_Exercise requirements_: Every line with the string "below" should be copied from the data.

_Data for the task_:
————————
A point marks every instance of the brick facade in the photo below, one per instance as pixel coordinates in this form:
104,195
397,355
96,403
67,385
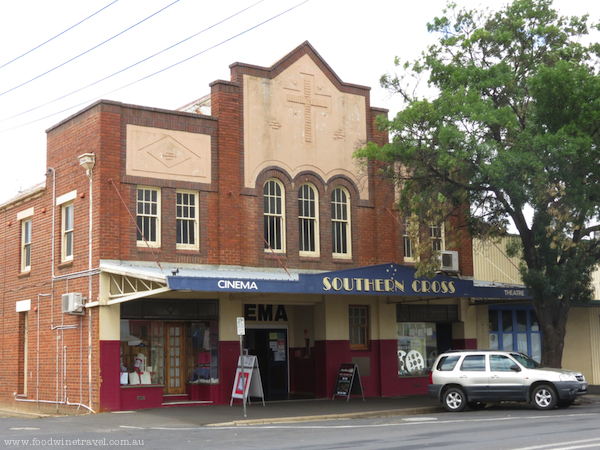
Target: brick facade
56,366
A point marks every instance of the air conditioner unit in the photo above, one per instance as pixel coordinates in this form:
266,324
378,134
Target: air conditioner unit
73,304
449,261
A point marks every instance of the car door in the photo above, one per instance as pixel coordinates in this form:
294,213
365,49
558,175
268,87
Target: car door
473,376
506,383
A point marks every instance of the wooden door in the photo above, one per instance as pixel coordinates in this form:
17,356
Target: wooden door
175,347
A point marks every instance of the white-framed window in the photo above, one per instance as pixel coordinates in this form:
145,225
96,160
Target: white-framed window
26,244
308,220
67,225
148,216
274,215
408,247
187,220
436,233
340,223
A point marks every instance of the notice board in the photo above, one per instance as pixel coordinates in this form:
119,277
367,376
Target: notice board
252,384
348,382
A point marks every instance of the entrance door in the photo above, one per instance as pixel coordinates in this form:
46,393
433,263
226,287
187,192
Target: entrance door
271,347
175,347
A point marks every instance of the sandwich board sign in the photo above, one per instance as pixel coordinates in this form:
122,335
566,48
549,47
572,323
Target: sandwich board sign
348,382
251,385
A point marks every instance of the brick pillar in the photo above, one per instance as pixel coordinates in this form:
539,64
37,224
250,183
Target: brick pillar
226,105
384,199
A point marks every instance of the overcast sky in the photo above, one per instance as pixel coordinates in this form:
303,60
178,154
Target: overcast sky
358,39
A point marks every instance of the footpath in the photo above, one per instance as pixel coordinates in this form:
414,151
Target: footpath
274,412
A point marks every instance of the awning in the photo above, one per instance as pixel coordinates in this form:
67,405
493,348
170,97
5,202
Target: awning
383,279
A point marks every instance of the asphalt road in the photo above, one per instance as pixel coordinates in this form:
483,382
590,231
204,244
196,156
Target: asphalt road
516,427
————————
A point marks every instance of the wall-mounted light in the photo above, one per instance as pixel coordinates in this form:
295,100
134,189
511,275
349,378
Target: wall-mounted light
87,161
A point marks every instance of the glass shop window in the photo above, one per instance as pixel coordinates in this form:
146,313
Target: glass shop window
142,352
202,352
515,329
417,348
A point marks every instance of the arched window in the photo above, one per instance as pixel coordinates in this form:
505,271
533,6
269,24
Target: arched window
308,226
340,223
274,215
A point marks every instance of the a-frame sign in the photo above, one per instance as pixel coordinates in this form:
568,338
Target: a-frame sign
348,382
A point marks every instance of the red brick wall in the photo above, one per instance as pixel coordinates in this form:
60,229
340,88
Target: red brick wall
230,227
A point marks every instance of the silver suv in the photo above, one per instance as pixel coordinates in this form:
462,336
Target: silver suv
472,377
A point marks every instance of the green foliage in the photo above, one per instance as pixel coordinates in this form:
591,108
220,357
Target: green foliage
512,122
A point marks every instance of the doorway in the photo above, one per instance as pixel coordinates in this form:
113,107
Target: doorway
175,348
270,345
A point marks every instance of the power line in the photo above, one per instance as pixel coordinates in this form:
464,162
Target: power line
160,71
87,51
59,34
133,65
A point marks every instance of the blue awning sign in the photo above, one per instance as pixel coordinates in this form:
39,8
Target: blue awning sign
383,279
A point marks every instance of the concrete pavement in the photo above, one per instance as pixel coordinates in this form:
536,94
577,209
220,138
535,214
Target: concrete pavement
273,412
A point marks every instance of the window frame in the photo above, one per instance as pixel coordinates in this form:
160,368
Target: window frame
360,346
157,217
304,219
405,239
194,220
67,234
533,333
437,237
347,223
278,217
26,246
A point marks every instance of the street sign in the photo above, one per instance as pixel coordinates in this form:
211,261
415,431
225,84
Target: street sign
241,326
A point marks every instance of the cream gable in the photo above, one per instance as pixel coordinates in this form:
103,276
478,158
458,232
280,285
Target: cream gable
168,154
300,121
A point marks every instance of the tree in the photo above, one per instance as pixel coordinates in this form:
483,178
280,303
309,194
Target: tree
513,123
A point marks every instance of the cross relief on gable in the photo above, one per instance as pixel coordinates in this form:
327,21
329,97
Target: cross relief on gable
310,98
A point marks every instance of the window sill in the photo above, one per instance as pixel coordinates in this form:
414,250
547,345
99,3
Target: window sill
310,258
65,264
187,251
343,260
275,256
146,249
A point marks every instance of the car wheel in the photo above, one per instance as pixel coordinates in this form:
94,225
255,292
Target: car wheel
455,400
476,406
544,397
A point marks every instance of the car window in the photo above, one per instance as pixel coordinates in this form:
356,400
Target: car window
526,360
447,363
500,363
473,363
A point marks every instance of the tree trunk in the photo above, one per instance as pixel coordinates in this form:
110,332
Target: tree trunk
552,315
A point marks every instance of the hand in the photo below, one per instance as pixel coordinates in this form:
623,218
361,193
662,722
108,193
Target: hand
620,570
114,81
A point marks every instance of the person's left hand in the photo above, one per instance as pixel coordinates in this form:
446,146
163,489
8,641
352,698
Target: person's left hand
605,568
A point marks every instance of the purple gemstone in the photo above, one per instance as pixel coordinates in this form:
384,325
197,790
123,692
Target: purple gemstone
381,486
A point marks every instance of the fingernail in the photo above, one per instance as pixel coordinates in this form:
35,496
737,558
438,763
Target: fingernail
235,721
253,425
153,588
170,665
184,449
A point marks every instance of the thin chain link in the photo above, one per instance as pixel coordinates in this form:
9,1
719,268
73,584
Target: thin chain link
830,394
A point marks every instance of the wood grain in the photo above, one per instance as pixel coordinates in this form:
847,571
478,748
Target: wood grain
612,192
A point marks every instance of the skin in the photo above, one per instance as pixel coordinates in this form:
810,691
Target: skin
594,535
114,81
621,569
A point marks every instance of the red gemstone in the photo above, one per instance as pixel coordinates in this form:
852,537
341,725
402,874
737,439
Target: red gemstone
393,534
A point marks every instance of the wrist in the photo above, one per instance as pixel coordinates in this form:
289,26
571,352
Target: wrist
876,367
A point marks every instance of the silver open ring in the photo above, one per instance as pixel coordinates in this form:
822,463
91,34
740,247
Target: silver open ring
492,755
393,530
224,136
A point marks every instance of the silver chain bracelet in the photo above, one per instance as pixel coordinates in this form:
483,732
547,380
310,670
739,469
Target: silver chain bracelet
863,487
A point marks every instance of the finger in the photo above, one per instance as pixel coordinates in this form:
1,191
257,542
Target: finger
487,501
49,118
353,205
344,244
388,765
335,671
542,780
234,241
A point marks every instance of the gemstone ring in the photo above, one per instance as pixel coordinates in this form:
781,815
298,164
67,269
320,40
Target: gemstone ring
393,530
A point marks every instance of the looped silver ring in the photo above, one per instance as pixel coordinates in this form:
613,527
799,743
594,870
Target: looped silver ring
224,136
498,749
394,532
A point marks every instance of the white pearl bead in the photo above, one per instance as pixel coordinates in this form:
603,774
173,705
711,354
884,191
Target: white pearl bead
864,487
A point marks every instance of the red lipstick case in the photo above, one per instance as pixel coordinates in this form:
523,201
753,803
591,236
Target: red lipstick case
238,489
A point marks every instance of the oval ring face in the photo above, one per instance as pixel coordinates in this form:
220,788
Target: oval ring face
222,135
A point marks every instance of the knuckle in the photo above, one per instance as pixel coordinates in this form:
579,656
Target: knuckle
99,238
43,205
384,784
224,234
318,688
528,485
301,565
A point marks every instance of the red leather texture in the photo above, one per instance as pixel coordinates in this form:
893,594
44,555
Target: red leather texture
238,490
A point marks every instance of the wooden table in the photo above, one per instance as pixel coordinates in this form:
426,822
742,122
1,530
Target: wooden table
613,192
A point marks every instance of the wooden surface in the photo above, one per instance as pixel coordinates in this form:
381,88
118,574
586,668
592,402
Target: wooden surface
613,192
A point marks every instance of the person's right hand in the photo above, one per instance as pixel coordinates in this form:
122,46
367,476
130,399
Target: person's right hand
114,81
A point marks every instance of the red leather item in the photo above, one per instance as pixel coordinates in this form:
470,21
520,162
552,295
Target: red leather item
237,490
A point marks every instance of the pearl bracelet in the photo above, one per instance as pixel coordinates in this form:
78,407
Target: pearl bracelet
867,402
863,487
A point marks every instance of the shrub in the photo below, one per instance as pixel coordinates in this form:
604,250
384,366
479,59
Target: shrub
————————
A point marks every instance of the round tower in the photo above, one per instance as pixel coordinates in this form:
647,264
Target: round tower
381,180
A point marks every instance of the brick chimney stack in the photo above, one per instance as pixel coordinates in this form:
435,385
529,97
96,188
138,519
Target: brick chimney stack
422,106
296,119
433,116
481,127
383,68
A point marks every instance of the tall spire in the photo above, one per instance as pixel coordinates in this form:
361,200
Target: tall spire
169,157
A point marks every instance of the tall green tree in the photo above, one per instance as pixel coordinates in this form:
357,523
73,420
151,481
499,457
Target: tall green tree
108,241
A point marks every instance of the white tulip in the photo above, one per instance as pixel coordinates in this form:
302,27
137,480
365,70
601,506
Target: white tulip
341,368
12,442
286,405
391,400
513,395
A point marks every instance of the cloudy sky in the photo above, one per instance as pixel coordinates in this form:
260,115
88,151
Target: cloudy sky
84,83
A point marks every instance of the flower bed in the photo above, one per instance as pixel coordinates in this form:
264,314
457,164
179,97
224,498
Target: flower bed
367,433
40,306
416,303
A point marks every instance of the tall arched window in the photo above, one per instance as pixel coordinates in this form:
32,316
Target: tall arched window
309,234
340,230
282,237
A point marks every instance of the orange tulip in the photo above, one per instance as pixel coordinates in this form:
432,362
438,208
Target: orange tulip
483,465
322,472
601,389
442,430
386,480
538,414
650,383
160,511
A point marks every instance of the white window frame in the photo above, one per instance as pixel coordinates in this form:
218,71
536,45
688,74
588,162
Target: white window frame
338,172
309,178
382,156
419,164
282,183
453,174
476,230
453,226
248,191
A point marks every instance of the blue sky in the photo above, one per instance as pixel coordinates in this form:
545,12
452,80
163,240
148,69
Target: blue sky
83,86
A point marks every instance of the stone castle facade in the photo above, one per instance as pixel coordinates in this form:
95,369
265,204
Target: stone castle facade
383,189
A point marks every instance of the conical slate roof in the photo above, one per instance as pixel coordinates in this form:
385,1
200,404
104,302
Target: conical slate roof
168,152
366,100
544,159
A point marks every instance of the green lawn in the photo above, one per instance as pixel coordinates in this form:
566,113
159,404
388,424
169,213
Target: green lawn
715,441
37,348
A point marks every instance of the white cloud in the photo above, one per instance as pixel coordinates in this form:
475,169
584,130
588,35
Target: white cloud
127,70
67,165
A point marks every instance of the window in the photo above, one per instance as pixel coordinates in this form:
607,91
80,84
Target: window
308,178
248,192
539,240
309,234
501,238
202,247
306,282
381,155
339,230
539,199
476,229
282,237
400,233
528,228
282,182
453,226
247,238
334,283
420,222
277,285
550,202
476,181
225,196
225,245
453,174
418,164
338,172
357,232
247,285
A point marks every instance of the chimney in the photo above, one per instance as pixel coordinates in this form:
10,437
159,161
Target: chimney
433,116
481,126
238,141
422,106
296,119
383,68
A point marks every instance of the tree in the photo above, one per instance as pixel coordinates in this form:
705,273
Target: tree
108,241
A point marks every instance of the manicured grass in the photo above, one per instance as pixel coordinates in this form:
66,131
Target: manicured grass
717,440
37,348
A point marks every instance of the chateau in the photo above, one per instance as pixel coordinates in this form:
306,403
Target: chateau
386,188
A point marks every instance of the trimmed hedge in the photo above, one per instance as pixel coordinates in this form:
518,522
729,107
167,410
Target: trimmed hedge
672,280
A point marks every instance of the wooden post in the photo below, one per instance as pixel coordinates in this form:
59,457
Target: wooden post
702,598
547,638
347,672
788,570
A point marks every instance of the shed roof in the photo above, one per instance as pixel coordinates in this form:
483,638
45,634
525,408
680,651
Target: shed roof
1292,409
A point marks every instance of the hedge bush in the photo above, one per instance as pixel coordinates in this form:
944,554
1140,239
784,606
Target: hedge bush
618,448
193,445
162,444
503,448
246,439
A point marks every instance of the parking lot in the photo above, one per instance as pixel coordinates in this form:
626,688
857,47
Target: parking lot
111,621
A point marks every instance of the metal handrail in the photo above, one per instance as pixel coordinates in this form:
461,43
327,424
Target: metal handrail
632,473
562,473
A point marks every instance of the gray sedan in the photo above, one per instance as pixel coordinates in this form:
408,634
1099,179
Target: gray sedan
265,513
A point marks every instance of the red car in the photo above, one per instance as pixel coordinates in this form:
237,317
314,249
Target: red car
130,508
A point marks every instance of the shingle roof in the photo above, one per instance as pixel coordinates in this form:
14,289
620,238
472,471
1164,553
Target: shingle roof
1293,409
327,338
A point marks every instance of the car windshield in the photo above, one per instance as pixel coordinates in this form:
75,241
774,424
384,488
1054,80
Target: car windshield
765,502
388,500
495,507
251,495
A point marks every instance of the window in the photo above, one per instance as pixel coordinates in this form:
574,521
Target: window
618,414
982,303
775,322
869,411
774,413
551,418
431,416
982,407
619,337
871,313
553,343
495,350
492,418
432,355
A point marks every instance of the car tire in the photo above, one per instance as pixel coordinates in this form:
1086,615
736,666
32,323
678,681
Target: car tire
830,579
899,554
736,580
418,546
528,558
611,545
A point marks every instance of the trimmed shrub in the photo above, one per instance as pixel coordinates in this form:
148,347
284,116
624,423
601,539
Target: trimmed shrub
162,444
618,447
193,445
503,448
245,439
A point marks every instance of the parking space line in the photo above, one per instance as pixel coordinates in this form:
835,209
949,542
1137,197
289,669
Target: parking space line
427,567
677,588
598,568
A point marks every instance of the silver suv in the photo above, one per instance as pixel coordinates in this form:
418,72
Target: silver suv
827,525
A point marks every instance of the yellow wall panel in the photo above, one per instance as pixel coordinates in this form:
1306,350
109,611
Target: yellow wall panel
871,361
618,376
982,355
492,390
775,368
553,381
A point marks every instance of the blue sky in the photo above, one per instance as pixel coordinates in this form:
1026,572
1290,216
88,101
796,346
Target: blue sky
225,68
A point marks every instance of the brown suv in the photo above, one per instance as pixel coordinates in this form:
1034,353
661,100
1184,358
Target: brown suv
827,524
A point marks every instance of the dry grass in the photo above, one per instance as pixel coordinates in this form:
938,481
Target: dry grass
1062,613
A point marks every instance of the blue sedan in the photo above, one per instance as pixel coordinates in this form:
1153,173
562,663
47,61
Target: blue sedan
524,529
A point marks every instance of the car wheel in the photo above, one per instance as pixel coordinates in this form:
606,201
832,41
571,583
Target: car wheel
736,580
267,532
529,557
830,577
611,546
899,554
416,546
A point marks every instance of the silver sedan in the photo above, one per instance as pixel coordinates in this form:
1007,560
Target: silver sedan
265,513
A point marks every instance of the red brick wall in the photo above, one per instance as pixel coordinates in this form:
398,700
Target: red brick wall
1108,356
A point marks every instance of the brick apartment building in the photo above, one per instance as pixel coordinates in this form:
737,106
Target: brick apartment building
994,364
————————
_Result for this task_:
A point marks every instance of the brick facade in the photo below, one per instance as pixel coordinates in this form:
A point marks every instance of the hand in the photo below, one per instance as pixel coordinates in this form:
A point marks every instance of the shrub in the photo below, one per instance as pixel coordinates in this form:
A point marks every instance of the wooden post in the photo below, one per instance as pixel coordinates in this form:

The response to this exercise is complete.